◆ Required action ◆
What is needed is a faithful copy of all the records.
*** Data for review Section Begins ***
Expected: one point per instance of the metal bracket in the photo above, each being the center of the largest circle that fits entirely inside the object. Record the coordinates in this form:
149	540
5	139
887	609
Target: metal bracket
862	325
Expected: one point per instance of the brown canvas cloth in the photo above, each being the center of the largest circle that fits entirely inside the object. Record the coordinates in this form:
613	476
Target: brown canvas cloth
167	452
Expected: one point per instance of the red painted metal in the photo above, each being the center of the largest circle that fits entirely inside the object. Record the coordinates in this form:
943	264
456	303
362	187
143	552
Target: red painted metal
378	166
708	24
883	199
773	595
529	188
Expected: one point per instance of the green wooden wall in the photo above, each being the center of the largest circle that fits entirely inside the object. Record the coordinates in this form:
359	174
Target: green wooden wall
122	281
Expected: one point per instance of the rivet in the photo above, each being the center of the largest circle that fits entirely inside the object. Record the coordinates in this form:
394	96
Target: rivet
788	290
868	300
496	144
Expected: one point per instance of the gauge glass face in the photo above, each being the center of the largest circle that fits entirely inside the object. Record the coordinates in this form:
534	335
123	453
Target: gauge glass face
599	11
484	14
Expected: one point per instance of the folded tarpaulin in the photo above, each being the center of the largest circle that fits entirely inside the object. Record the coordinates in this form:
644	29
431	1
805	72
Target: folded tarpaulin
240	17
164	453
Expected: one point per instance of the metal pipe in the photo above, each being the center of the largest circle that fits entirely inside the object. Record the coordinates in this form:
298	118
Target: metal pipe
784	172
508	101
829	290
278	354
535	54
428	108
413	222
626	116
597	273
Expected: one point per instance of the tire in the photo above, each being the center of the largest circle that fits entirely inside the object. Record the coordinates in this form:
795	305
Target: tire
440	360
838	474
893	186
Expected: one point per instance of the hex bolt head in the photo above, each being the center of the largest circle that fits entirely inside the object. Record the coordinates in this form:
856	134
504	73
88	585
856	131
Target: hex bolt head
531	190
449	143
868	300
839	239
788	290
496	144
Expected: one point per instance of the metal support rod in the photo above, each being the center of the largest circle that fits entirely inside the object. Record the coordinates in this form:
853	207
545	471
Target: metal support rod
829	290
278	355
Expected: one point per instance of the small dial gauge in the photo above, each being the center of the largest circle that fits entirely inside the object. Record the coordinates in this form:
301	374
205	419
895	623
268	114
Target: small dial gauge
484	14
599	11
*** Data for review Section Ends ***
◆ Exercise answer ◆
Expected: one point per instance of the metal bracket in the photo above, each being the center of the largest circle that fits entirely inside the object. Record the coordinates in this form:
149	540
5	139
887	609
Target: metal bracket
862	325
Expected: one point per instance of the brown canvas cloth in the photo above, each being the center of the largest circle that fits entirely inside the object. Record the coordinates in this form:
613	476
Target: brown canvas cloth
167	452
Expected: one point per instance of the red painted metal in the photo above, each being the center of the largest circle that fits entirely inside the object. Record the coordinates in this form:
943	264
456	303
362	187
143	552
Target: red painted metal
378	166
708	24
883	199
773	595
529	188
Expected: one point per instance of the green wooden wall in the photo above, each being the center of the largest circle that fits entirely inside the object. Record the coordinates in this form:
359	174
Target: green wooden wall
122	281
Expected: one point per instance of the rivet in the photo above, each being the center of the largest circle that fits entirely inside the object. Record the coordinates in this form:
394	96
Target: rivet
788	290
868	300
496	144
Expected: one point per instance of the gauge glass face in the photo above, each being the center of the largest circle that fits entirely inside the object. Record the coordinates in this form:
534	335
123	453
Target: gauge glass face
599	11
484	14
Expected: one point per instance of the folded tarpaulin in the photo above, each being the center of the largest circle that fits entirely inside the object. Record the coordinates in this form:
644	29
431	1
805	72
Target: folded tarpaulin
240	17
164	453
Expected: one point per instance of the metal pipe in the photo above, each being the center of the largest circle that fits entirely inside the object. Record the coordinates in this form:
298	118
Target: metal pipe
784	172
508	101
829	290
278	354
535	54
428	108
413	222
626	116
597	273
Expected: one point per instance of the tire in the photo above, each being the center of the largest circle that fits entirely inside the object. Record the coordinates in this form:
795	305
Target: tire
440	360
838	474
893	186
Expected: one point per instance of the hex bolt head in the photo above, each being the center of the largest circle that fits entirely inside the object. Record the coordinates in this form:
856	134
504	73
88	585
856	131
Target: hex bolt head
531	190
449	143
868	300
839	239
788	290
496	144
Expected: one point per instance of the metal support rod in the photo above, each being the center of the largest circle that fits entirely inside the object. Record the coordinates in this form:
853	207
545	471
Target: metal support rod
829	290
278	355
Expected: one point per instance of the small dial gauge in the photo above, each being the center of the largest circle that fits entirely inside the object. Record the coordinates in this form:
301	374
205	419
895	623
268	114
Target: small dial gauge
484	14
599	11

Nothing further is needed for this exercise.